Data excerpted from a collection -
▼

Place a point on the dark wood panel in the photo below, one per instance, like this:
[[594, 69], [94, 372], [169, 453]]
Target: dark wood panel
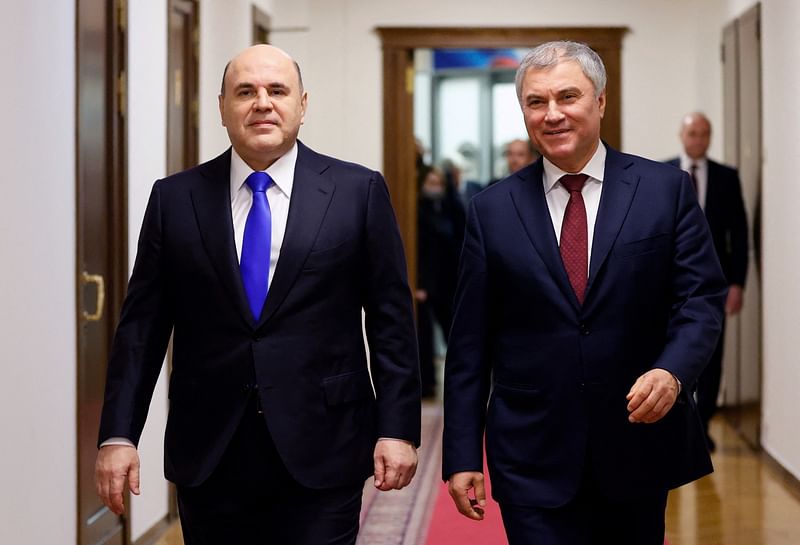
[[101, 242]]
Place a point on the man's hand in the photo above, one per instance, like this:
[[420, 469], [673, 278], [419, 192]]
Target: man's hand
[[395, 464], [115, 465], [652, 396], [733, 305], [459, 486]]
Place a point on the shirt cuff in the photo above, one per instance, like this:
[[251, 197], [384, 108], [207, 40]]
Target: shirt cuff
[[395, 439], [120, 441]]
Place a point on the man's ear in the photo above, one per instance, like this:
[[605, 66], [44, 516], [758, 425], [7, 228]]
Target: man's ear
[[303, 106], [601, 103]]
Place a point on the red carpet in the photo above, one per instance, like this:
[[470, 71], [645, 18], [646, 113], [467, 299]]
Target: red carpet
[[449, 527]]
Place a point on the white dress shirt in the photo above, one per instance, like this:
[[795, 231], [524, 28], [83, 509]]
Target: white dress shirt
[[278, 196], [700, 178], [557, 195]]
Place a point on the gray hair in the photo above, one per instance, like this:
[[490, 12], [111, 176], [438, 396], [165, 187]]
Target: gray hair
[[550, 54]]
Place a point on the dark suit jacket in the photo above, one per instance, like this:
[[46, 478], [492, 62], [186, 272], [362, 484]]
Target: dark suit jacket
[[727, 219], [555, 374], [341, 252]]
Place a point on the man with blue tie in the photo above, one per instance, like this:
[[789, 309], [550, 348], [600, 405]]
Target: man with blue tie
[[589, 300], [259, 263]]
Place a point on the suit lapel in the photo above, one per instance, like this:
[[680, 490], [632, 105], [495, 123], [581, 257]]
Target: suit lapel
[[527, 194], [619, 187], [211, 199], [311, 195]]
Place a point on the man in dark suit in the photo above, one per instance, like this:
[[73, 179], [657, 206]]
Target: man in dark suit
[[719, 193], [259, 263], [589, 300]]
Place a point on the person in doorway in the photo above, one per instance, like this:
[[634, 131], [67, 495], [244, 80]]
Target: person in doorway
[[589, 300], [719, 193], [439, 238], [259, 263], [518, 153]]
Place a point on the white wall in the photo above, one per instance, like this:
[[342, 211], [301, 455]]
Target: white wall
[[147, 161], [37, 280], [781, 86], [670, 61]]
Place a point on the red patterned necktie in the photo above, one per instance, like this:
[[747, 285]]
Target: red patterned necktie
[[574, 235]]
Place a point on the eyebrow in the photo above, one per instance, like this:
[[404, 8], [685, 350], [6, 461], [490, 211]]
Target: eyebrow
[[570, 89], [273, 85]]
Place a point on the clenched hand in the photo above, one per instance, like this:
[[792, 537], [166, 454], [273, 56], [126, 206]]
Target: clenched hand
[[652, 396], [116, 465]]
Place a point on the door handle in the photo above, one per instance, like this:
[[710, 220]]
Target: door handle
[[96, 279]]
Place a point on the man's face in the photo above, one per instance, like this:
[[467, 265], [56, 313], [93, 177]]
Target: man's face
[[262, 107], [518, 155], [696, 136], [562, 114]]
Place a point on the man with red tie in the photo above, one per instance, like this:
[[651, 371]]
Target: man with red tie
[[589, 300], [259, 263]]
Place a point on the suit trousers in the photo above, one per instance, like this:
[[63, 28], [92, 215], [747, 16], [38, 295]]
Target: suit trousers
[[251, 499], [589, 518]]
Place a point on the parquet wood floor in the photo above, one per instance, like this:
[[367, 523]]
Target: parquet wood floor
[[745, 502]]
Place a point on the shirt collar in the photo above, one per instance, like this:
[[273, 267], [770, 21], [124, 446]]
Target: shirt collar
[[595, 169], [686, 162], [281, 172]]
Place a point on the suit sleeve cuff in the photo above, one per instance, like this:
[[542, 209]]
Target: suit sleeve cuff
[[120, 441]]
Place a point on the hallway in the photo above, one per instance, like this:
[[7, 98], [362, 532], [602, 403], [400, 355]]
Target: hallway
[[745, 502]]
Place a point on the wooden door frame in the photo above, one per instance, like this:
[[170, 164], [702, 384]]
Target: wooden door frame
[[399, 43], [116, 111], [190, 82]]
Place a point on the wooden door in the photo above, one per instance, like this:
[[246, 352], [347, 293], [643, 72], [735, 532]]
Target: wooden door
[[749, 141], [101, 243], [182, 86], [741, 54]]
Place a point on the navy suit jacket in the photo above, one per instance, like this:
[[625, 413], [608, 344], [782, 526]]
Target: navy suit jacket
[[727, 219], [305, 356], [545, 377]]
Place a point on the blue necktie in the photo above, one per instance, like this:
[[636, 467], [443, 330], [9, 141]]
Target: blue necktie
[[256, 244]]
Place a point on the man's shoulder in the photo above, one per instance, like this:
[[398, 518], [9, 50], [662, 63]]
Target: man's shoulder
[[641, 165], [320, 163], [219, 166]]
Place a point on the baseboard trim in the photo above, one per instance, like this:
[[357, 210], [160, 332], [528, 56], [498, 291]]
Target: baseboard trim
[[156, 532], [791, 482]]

▲

Given problem - Extract every line of the data above without any change, but leave out the pictures.

Answer -
Place a point on the dark wood panel in the photo below, one per instance, like this:
[[594, 69], [94, 372], [169, 453]]
Target: dark wood panel
[[101, 242]]
Place a point on the man's hand in the photo above, one per instance, like this:
[[420, 469], [673, 278], [419, 192]]
Target: man's hand
[[395, 464], [115, 465], [652, 396], [733, 305], [459, 486]]
Place a point on the shirt cuff in the photo above, one per instance, like this:
[[251, 197], [384, 108], [207, 40]]
Target: shirt cuff
[[395, 439], [120, 441]]
Place a point on the man's ear in the photo above, one per instance, like this:
[[605, 66], [44, 516], [758, 425], [7, 228]]
Target: man's ear
[[303, 106], [601, 103]]
Place a point on the red carpet in the photo above, one per instance, like this:
[[470, 71], [645, 18], [646, 113], [467, 299]]
Target: red carpet
[[449, 527]]
Place a point on the white dress shirt in the photo above, one per instance, like this:
[[795, 231], [524, 28], [83, 509]]
Target: white dress shirt
[[278, 196], [700, 178], [557, 195]]
Place a point on the gray hair in the photo above, one per instance, like this:
[[490, 12], [111, 176], [438, 396], [165, 187]]
Target: gray hair
[[550, 54]]
Place a point on the dark suit jacket in the photo above, one per instance, like this:
[[46, 478], [492, 62], [186, 272], [362, 484]]
Target: dark suit jacket
[[727, 219], [555, 374], [341, 252]]
Place a point on the man with blue tie in the photo above, one per instance, like this:
[[789, 309], [550, 348], [600, 405]]
Target: man with blue tie
[[589, 300], [259, 263]]
Place a point on the suit lapel in the photo above, one per instance, like this:
[[680, 490], [632, 105], [495, 123], [581, 257]]
Target: suit lapel
[[527, 194], [619, 187], [211, 199], [311, 195]]
Place a point on the man in dark suit in the photo above, one per instance, like this:
[[73, 179], [657, 206]]
Target: man in dark suit
[[719, 193], [259, 263], [589, 300]]
Place a point on the person in doorway in the photo above, one per instance, like this:
[[634, 131], [67, 495], [244, 80]]
Target: person in doorway
[[589, 300], [719, 193], [439, 238], [259, 263], [518, 153]]
Place a point on the white wall in the photo above, one per instance, like this:
[[342, 211], [301, 455]]
Target: white wall
[[147, 161], [37, 280], [781, 86], [670, 61]]
Place a point on the red patterned necktie in the photo above, one per instance, like this:
[[747, 285]]
Target: red patterned necktie
[[574, 235]]
Place a point on the eyebrow in the photo above, one per instance, like this:
[[404, 8], [685, 350], [6, 461], [490, 211]]
Target: eyebrow
[[570, 89], [273, 85]]
Place a point on the clenched hand in the photo above, one per instance, like this:
[[792, 537], [166, 454], [273, 56], [126, 206]]
Target: clenched hand
[[652, 396], [116, 465]]
Place a point on the door handle in the photo above, one per instance, like this:
[[710, 220]]
Target: door handle
[[96, 279]]
Place a point on the man's face in the photo above, one per instance, like this:
[[467, 265], [56, 313], [93, 177]]
Target: man's face
[[262, 107], [518, 155], [696, 136], [562, 114]]
Place a point on the man with red tie in the photo above, one per instance, like this:
[[651, 371]]
Target: man with red tie
[[589, 300], [259, 263]]
Place a point on the suit trousers in the photo above, one per instance, like this:
[[63, 28], [92, 215], [747, 16], [38, 295]]
Target: suit trousers
[[251, 499], [589, 518]]
Place a point on the parquet wood floor in the photo above, one per instance, like this:
[[367, 523]]
Target: parquet wood floor
[[745, 502]]
Place a point on the shirt collar in the photo above, one per instance, like this:
[[273, 267], [770, 21], [124, 446]]
Target: shirt collar
[[595, 169], [686, 162], [281, 172]]
Place a point on the suit sleeve cuff in the photo above, one per instance, like this:
[[542, 209]]
Target: suit sleeve cuff
[[120, 441]]
Place a point on the hallway in the photo above, one per instance, like this:
[[7, 98], [362, 532], [602, 403], [400, 355]]
Target: hallway
[[745, 502]]
Place a point on the wooden door frame in the photo above, one per instance, like this:
[[170, 164], [702, 384]]
Target: wooden door frame
[[399, 43], [116, 111], [190, 82]]
Place a point on the wooden door in the photo above, one per instance, like this:
[[246, 352], [347, 293], [643, 72], [735, 532]]
Target: wooden door
[[749, 141], [101, 243], [182, 86], [741, 54]]
Place a point on the navy suit jacket in the photo above, one per instance, like this:
[[625, 413], [608, 344], [782, 526]]
Target: navy suit jacket
[[727, 219], [305, 356], [545, 377]]
Place a point on the blue necktie in the photo above, one per instance, like this:
[[636, 467], [443, 330], [9, 141]]
Target: blue necktie
[[256, 244]]
Place a point on the man's shoulder in the photo above, one per instance, like this:
[[398, 518], [9, 50], [662, 63]]
Target: man's shoulder
[[641, 165], [320, 163], [219, 166]]
Place a point on the baseboard trim in the photo above, one per instance, like this:
[[357, 210], [160, 332], [528, 56], [498, 291]]
Target: baseboard trim
[[156, 532], [791, 482]]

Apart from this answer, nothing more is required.